BEGIN

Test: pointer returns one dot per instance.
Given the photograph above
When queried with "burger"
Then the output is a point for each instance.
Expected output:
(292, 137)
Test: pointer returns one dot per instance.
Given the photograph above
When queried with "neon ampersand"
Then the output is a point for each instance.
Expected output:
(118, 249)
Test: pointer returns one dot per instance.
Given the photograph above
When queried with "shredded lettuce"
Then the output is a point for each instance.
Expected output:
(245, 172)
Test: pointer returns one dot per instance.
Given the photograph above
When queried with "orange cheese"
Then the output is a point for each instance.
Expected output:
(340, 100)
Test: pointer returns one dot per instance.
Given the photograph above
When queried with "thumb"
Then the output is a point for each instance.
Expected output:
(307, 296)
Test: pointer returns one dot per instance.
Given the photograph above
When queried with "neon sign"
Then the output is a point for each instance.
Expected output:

END
BEGIN

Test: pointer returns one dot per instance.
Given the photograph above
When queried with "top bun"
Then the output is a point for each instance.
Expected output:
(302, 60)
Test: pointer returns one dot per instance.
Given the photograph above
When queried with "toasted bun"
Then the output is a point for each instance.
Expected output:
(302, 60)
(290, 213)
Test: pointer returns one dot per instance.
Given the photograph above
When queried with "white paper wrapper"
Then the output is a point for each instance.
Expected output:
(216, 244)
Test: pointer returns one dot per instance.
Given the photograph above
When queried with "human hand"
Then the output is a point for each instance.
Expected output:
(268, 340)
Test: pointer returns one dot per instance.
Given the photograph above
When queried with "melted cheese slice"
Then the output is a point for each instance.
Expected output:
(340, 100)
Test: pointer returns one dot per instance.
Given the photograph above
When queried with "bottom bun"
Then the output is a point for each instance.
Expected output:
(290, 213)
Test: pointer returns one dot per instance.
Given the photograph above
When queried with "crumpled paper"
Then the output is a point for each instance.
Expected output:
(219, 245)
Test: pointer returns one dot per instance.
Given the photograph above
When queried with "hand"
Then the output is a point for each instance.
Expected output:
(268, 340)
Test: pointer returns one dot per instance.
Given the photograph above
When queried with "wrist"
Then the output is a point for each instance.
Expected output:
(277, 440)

END

WHAT TO DO: The lines to report are those in the material above that contain the word "hand"; copy every one of them.

TASK ANSWER:
When queried with "human hand"
When queried with "hand"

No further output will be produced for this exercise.